**Document text**

CPC G10L 13/08 (2013.01) [G10L 15/05 (2013.01); G10L 15/16 (2013.01); G10L 15/187 (2013.01); G10L 2013/083 (2013.01)] | 19 Claims |
1. A computer-implemented method for processing text data for synthesized speech, the method comprising:
receiving input data representing a number corresponding to a first pronunciation and to a second pronunciation;
processing the input data to determine first segment data corresponding to a first portion of the number;
processing the input data to determine second segment data corresponding to a second portion of the number;
processing, using a neural network attention layer of an encoder, the first segment data to determine first embedding data representing the first segment data and a first context of the first segment data with respect to the input data;
processing, using the neural network attention layer, the second segment data to determine second embedding data representing the second segment data and a second context of the second segment data with respect to the input data;
processing, using a decoder, the first embedding data to determine first category data indicating that the first embedding data corresponds to a first category associated with the first pronunciation, wherein processing the first embedding data comprises processing, using a first component, the first embedding data;
processing the second embedding data to determine second category data indicating that the second embedding data corresponds to a second category corresponding to the second pronunciation; and
processing the first category data and the second category data to determine output data representing at least a first word corresponding to one of the first pronunciation and the second pronunciation.
|

**Dataset entries**

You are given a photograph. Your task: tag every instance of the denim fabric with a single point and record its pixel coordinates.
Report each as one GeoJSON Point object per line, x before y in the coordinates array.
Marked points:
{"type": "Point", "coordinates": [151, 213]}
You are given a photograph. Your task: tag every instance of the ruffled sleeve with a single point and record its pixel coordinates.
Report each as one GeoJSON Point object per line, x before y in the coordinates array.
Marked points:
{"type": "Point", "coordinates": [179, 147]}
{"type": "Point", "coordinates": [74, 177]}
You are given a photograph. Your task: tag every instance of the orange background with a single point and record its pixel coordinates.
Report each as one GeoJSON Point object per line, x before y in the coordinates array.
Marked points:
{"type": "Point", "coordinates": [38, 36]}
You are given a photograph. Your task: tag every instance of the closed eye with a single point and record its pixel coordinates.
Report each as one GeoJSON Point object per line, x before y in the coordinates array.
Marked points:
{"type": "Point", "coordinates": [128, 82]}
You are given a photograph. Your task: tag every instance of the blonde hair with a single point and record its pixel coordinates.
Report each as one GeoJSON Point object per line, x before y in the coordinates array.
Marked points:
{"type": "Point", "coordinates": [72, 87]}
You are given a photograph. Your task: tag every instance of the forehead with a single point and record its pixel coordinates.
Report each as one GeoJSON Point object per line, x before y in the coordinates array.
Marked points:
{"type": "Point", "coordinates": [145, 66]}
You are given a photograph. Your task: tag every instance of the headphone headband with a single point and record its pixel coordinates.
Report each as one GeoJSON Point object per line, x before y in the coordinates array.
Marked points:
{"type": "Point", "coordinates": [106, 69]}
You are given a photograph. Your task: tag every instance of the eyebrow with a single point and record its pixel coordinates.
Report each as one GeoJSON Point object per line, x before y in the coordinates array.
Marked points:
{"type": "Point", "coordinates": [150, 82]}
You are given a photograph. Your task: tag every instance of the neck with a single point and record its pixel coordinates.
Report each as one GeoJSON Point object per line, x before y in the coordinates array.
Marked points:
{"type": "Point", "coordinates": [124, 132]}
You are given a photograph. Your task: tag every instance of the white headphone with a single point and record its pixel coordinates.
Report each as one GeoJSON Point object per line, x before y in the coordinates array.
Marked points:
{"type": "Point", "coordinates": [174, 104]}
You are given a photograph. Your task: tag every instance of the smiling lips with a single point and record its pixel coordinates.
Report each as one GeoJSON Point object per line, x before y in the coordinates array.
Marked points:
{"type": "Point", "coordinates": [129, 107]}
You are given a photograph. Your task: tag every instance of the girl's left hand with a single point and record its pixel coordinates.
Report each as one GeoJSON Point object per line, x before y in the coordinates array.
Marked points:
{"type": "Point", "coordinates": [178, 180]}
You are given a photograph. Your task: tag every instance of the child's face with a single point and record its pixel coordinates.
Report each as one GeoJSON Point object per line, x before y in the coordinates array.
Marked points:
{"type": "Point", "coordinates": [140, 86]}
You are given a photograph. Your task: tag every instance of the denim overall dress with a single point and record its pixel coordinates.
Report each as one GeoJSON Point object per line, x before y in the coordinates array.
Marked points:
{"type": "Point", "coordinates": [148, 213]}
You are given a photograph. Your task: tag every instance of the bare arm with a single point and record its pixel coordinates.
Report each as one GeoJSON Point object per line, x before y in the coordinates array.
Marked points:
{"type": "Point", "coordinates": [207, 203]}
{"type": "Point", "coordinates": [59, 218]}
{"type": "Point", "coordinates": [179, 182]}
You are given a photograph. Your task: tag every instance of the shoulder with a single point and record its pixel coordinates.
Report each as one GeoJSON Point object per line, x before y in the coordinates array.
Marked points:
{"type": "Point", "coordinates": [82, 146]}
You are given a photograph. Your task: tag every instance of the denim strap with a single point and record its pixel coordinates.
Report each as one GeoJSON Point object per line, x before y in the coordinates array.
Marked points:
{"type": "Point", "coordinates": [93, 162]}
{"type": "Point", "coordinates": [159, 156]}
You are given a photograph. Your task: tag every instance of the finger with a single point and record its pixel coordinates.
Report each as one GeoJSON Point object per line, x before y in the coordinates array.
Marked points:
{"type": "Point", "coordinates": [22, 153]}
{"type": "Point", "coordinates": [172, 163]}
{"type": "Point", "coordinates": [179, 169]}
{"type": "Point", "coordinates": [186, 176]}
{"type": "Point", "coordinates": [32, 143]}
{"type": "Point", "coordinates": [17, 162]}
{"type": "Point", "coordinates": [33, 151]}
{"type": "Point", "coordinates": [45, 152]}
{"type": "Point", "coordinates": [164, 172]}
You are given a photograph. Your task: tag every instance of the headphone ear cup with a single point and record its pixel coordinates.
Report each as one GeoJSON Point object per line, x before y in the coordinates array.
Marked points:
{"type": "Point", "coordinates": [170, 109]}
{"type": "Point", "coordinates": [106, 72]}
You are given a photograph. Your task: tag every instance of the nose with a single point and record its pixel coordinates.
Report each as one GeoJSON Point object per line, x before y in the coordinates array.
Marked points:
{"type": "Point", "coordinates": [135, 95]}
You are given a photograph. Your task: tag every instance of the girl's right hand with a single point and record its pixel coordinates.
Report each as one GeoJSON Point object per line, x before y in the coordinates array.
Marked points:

**What the task asks**
In the patent claim on processing text data for synthesized speech, what is used to process the first segment data and the second segment data into embedding data?

**Solution for this problem**
A neural network attention layer of an encoder.